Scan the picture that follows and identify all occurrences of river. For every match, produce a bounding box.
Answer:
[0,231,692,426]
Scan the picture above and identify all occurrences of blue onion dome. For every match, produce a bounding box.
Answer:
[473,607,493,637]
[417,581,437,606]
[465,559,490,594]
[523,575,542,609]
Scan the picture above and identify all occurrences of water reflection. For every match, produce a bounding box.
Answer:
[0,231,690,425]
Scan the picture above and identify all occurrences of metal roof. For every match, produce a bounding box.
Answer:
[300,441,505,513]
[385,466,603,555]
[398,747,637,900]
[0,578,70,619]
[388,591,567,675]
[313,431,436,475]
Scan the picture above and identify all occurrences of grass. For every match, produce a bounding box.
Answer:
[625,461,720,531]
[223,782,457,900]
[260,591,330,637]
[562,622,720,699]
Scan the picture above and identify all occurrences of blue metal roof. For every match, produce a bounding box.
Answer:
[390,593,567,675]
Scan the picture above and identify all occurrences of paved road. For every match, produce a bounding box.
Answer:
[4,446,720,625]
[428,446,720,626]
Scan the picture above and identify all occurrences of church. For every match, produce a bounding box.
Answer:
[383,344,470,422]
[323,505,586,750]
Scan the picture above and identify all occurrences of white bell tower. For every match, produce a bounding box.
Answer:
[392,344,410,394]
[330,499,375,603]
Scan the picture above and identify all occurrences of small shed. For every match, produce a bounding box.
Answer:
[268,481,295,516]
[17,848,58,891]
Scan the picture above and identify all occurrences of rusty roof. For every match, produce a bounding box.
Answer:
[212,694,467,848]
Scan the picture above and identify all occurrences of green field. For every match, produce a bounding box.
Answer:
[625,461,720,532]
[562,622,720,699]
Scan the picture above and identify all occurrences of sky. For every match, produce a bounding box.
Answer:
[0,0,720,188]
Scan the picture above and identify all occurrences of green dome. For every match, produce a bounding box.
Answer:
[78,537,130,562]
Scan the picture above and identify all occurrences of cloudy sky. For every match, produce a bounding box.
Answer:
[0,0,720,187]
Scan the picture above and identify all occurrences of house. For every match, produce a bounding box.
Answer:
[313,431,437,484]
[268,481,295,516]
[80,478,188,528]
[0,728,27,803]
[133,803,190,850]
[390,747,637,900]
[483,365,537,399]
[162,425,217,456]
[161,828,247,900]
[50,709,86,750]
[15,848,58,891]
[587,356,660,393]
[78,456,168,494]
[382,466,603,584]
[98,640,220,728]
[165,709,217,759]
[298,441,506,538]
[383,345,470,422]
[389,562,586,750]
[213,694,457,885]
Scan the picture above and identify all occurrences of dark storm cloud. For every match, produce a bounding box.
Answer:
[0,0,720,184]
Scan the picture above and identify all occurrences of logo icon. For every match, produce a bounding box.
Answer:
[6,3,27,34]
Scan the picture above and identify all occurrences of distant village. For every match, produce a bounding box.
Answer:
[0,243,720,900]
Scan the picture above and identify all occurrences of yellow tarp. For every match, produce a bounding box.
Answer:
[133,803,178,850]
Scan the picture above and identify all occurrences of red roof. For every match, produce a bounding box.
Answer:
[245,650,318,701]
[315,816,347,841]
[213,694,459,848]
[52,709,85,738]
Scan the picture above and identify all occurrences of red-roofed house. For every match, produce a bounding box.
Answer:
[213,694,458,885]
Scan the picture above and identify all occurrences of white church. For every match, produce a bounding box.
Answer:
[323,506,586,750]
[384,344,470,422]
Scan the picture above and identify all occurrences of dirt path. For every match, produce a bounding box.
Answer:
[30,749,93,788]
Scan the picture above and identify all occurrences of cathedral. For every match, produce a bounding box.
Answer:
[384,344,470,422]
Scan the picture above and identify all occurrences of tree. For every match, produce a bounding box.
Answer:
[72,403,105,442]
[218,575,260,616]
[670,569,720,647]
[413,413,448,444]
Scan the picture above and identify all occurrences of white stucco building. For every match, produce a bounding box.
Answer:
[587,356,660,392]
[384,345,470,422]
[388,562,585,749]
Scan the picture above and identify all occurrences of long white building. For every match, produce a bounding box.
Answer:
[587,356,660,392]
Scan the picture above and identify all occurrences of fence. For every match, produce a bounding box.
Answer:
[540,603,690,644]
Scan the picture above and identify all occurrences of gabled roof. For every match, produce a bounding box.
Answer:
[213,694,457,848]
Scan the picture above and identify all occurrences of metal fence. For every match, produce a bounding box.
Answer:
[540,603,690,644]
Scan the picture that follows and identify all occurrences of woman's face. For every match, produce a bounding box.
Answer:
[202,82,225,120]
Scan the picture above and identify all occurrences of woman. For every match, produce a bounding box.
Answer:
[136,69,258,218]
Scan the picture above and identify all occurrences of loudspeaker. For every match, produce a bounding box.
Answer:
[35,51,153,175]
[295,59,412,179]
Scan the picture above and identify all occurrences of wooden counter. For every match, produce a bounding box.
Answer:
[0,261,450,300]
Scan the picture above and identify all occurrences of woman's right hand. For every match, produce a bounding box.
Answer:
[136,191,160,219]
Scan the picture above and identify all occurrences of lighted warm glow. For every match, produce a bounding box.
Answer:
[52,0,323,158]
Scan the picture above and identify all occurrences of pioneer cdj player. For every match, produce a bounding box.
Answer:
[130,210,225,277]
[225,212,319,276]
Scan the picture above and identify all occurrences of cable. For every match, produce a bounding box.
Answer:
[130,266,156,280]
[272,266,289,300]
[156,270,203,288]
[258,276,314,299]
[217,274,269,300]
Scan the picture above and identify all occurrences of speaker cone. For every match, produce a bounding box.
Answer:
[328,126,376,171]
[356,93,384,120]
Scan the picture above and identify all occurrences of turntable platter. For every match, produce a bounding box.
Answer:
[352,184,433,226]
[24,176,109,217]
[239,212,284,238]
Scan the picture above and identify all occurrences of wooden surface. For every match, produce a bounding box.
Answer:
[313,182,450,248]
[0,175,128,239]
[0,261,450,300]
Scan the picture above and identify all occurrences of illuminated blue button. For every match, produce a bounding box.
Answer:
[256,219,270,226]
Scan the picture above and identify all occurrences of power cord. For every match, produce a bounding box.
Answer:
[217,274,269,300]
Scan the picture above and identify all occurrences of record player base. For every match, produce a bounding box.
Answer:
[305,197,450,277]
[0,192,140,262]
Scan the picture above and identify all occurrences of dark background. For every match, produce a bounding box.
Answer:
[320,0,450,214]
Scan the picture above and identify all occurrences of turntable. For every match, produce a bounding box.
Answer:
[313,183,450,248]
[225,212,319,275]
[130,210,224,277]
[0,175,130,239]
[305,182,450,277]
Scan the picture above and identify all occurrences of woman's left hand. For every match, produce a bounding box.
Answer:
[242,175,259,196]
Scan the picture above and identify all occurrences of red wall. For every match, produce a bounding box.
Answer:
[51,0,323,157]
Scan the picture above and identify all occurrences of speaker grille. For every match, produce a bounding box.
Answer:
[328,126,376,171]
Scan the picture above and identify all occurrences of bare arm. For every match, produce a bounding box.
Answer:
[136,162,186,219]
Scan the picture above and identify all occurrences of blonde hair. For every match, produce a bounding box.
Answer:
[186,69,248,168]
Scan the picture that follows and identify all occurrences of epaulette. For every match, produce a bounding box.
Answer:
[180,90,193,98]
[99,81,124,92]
--
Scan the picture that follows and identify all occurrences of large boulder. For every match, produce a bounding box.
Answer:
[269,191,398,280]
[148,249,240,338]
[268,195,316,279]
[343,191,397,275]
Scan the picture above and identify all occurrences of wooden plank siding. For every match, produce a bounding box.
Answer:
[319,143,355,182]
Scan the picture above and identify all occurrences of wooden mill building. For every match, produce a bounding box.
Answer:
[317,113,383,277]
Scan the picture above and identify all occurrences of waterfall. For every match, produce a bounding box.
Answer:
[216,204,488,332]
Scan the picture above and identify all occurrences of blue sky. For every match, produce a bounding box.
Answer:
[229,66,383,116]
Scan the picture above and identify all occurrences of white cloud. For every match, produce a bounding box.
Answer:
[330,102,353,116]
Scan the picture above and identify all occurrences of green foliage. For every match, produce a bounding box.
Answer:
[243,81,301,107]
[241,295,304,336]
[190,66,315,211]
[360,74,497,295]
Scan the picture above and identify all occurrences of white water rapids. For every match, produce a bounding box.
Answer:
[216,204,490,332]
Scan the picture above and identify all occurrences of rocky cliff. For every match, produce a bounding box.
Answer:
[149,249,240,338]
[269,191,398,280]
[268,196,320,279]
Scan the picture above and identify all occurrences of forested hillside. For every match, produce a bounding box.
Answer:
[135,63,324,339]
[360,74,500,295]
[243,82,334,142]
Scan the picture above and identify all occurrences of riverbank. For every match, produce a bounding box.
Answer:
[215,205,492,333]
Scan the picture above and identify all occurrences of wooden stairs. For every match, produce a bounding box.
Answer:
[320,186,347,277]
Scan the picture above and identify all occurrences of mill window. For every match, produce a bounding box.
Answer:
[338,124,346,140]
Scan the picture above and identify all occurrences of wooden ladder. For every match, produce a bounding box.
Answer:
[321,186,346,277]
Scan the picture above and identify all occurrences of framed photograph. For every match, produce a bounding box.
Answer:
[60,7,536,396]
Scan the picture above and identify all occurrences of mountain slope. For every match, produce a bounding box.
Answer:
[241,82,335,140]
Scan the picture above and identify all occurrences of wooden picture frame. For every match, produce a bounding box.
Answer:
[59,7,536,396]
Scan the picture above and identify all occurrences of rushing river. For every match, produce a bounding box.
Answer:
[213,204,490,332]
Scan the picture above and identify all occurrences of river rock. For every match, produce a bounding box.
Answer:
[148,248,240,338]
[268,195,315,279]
* * *
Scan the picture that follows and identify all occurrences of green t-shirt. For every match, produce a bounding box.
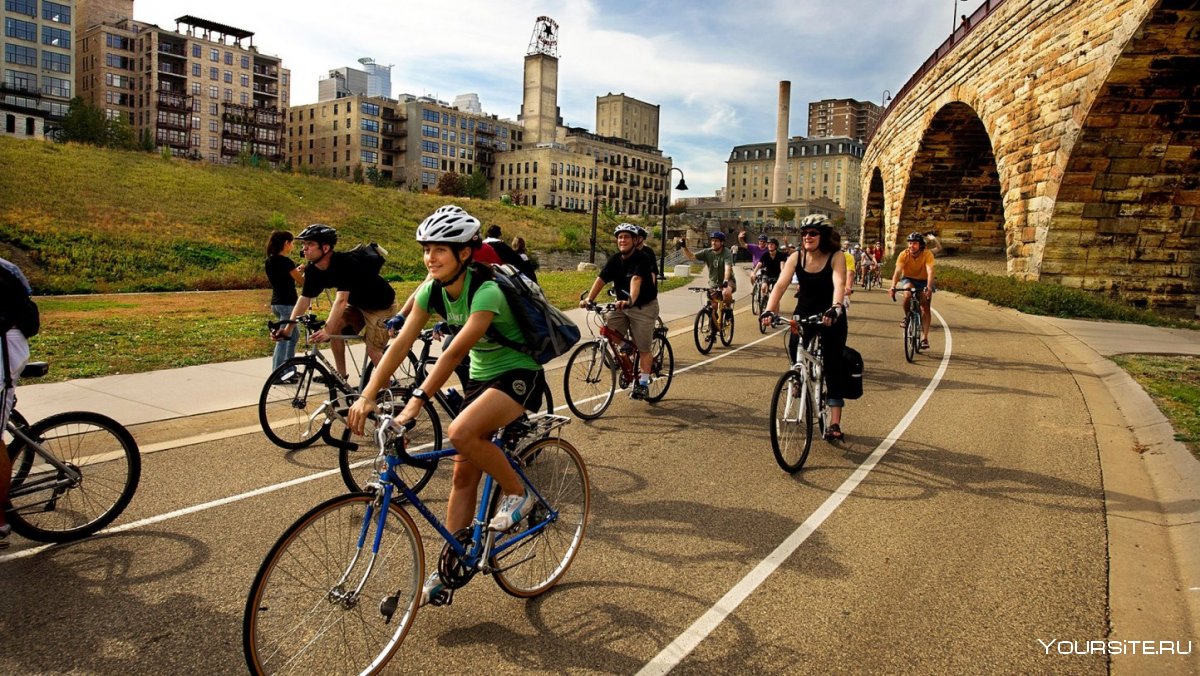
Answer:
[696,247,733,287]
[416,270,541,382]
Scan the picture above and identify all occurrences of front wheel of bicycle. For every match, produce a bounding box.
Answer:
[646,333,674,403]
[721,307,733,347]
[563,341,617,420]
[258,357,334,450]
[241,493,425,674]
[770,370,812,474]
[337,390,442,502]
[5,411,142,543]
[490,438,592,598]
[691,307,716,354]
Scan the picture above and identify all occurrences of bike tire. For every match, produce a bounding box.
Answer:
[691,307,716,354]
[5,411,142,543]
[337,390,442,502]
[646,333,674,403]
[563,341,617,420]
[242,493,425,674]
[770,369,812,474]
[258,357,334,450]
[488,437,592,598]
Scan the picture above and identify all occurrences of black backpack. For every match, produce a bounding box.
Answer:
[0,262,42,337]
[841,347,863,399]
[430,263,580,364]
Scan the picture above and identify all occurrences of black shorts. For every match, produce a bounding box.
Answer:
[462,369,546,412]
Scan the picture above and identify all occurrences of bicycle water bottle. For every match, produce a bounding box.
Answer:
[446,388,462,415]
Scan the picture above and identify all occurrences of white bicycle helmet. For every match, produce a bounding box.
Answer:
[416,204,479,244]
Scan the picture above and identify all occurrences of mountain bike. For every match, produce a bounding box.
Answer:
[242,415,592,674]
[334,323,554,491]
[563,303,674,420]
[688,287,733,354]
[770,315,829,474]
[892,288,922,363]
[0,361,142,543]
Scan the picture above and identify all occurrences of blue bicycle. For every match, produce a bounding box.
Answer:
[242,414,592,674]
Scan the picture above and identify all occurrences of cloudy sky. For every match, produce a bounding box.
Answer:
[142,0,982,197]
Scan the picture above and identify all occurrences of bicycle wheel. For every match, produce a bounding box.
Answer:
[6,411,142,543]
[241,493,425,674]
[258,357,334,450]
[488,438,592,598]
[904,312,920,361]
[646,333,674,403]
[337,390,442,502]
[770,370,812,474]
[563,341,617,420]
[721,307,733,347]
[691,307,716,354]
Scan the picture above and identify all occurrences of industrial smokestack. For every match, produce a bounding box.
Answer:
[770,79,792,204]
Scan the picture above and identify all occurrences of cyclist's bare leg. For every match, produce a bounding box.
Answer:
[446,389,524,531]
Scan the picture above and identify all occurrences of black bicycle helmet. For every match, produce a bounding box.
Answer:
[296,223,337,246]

Task details: Turn the entries from the line with "of wooden mill" to the line with "[268,196,320,279]" into a JSON list of strings, one string per line, leaving out blank lines.

Finished answer:
[
  "Scan the picture above and identify all occurrences of wooden mill building. For every match, produce a bounding box.",
  "Answer:",
  "[317,113,383,277]",
  "Scan the picture above and identify all occurrences of waterfall. For every match, produce a bounding box.",
  "Answer:",
  "[216,204,488,332]",
  "Scan the picture above and identify all occurrences of blue sky. For every match, produce a bounding box.",
  "Answer:",
  "[229,66,383,116]",
  "Scan the picture above and identify all occurrences of white cloud. For every match, produce a bounding box.",
  "Answer:",
  "[330,102,353,116]",
  "Scan the picture above and identify all occurrences of green foliage. For every match, produce a bounding box.",
  "Answer:",
  "[243,81,301,107]",
  "[241,295,304,336]",
  "[190,66,315,211]",
  "[360,74,497,295]",
  "Scan the picture above and identify all occurrences of white water rapids. For every match, produce a bounding box.",
  "Answer:",
  "[216,204,490,332]",
  "Scan the picture above and identify all occurrences of rocky cliff. For every match, produce a bounding box.",
  "Answer:",
  "[149,249,240,338]",
  "[269,191,398,280]",
  "[268,196,320,279]"
]